++++ PROVIDED TEXT

There are two categories of cytokeratins: the acidic type I cytokeratins and the basic or neutral type II cytokeratins. Within each category, cytokeratins are numbered in order of decreasing size, from high molecular weight (HMWCKs) to low molecular weight (LMWCKs). Cytokeratins are usually found in heterodimeric pairs of acidic and basic subunits of similar size.

|  | Basic CK (Type B / Class II) | Acidic CK (Type A / Class I) |
|---|---|---|
| HMWCK "squamous keratins" | CK-1 CK-2 CK-3 CK-4 CK-5 CK-6 | CK-9 CK-10 CK-11 CK-12 CK-13 CK-14 CK-15 CK-16 CK-17 |
| LMWCK "simple keratins" | CK-7 CK-8 | CK-18 CK-19 CK-20 |

Expression of these cytokeratins is largely organ or tissue specific. The subsets of cytokeratins which an epithelial cell expresses depends mainly on the type of epithelium, the moment in the course of terminal differentiation and the stage of development. Thus a specific cytokeratin expression profile allows the identification of epithelial cells. Furthermore, this applies also to the malignant counterparts of the epithelia, (carcinomas), as the cytokeratin profile is generally retained. Thus the study of cytokeratin expression by immunohistochemistry techniques is a tool of immense value widely used for tumor diagnosis and characterization in surgical pathology.

++++++++

* **WHAT IS EXPECTED**: Revise the cytokeratin text, beginning at "Expression of these" and stopping after "in surgical pathology.", and replace "immunohistochemistry" with "immunofluorescence".

++++ EXERCISE DATA

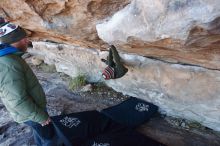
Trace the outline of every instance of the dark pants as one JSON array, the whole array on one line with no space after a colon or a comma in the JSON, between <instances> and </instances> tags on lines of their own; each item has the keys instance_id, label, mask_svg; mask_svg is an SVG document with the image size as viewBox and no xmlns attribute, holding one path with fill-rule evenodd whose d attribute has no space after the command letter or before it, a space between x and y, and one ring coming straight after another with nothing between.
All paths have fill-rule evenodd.
<instances>
[{"instance_id":1,"label":"dark pants","mask_svg":"<svg viewBox=\"0 0 220 146\"><path fill-rule=\"evenodd\" d=\"M26 125L30 126L33 130L34 140L38 146L57 146L60 142L58 142L58 137L55 133L53 124L50 123L46 126L41 126L41 124L27 121Z\"/></svg>"}]
</instances>

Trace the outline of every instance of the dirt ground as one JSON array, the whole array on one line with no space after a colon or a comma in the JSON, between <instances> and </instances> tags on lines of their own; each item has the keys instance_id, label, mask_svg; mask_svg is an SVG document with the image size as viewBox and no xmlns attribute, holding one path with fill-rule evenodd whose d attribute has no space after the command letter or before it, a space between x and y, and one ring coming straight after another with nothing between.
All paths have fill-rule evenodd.
<instances>
[{"instance_id":1,"label":"dirt ground","mask_svg":"<svg viewBox=\"0 0 220 146\"><path fill-rule=\"evenodd\" d=\"M71 91L71 78L57 73L53 67L31 64L47 96L51 116L85 110L101 110L127 99L104 84L88 83L83 89ZM0 102L0 146L35 146L32 131L14 122ZM138 129L145 135L168 146L220 146L220 134L198 123L157 114Z\"/></svg>"}]
</instances>

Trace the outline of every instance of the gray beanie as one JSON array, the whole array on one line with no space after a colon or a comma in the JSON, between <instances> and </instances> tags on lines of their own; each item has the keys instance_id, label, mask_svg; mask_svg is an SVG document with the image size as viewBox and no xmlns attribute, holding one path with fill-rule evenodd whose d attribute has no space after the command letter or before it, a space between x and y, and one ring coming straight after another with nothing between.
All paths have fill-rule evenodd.
<instances>
[{"instance_id":1,"label":"gray beanie","mask_svg":"<svg viewBox=\"0 0 220 146\"><path fill-rule=\"evenodd\" d=\"M0 44L12 44L27 36L25 30L0 18Z\"/></svg>"}]
</instances>

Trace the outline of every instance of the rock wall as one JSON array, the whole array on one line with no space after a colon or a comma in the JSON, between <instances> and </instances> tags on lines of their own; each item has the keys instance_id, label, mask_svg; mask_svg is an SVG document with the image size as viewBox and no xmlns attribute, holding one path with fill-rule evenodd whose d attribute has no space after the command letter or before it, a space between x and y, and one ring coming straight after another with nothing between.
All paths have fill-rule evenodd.
<instances>
[{"instance_id":1,"label":"rock wall","mask_svg":"<svg viewBox=\"0 0 220 146\"><path fill-rule=\"evenodd\" d=\"M107 81L109 86L220 131L219 5L219 0L1 0L0 15L26 28L32 40L47 42L35 42L32 52L58 71L83 73L90 81L102 81L100 58L107 55L102 50L116 45L129 72Z\"/></svg>"},{"instance_id":2,"label":"rock wall","mask_svg":"<svg viewBox=\"0 0 220 146\"><path fill-rule=\"evenodd\" d=\"M59 72L90 82L101 82L107 51L64 44L34 42L32 54L55 64ZM138 97L160 107L171 116L198 121L220 131L220 72L202 67L170 64L131 54L120 54L128 73L106 84L123 94Z\"/></svg>"},{"instance_id":3,"label":"rock wall","mask_svg":"<svg viewBox=\"0 0 220 146\"><path fill-rule=\"evenodd\" d=\"M1 0L33 40L220 69L219 0Z\"/></svg>"}]
</instances>

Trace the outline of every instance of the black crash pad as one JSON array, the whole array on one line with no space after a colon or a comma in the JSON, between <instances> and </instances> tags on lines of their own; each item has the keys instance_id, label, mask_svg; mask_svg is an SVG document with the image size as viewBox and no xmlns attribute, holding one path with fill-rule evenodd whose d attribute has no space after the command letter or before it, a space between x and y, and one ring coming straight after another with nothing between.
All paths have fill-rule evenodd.
<instances>
[{"instance_id":1,"label":"black crash pad","mask_svg":"<svg viewBox=\"0 0 220 146\"><path fill-rule=\"evenodd\" d=\"M114 132L125 128L98 111L59 115L51 119L58 136L66 146L75 146L72 142L85 141L108 131Z\"/></svg>"},{"instance_id":2,"label":"black crash pad","mask_svg":"<svg viewBox=\"0 0 220 146\"><path fill-rule=\"evenodd\" d=\"M75 143L77 146L165 146L131 129L107 132Z\"/></svg>"},{"instance_id":3,"label":"black crash pad","mask_svg":"<svg viewBox=\"0 0 220 146\"><path fill-rule=\"evenodd\" d=\"M131 97L118 105L102 110L101 113L122 125L137 127L148 121L157 110L156 105Z\"/></svg>"}]
</instances>

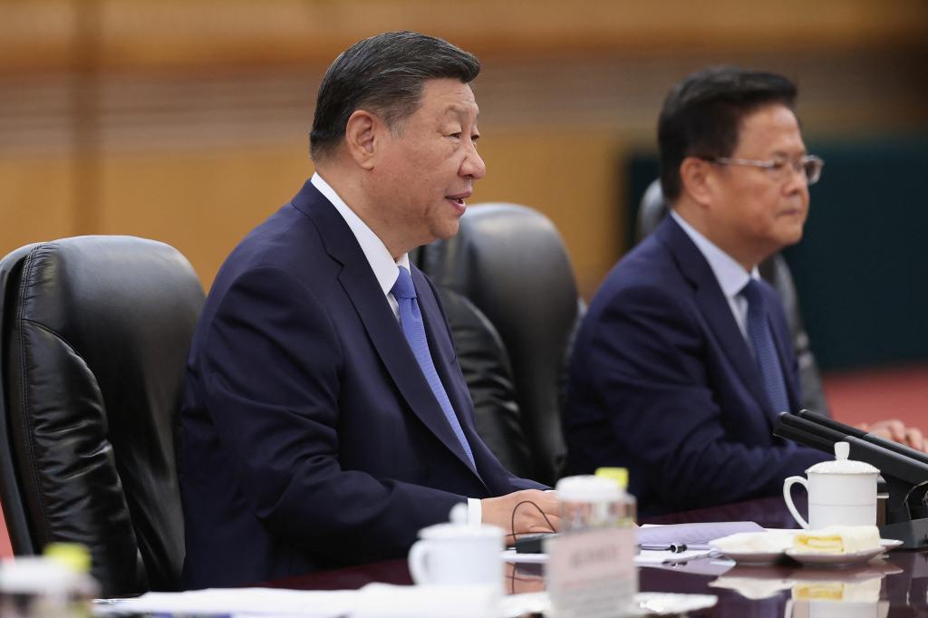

++++++++

* **OUTPUT OF THE TASK**:
Expression of these cytokeratins is largely organ or tissue specific. The subsets of cytokeratins which an epithelial cell expresses depends mainly on the type of epithelium, the moment in the course of terminal differentiation and the stage of development. Thus a specific cytokeratin expression profile allows the identification of epithelial cells. Furthermore, this applies also to the malignant counterparts of the epithelia, (carcinomas), as the cytokeratin profile is generally retained. Thus the study of cytokeratin expression by immunofluorescence techniques is a tool of immense value widely used for tumor diagnosis and characterization in surgical pathology.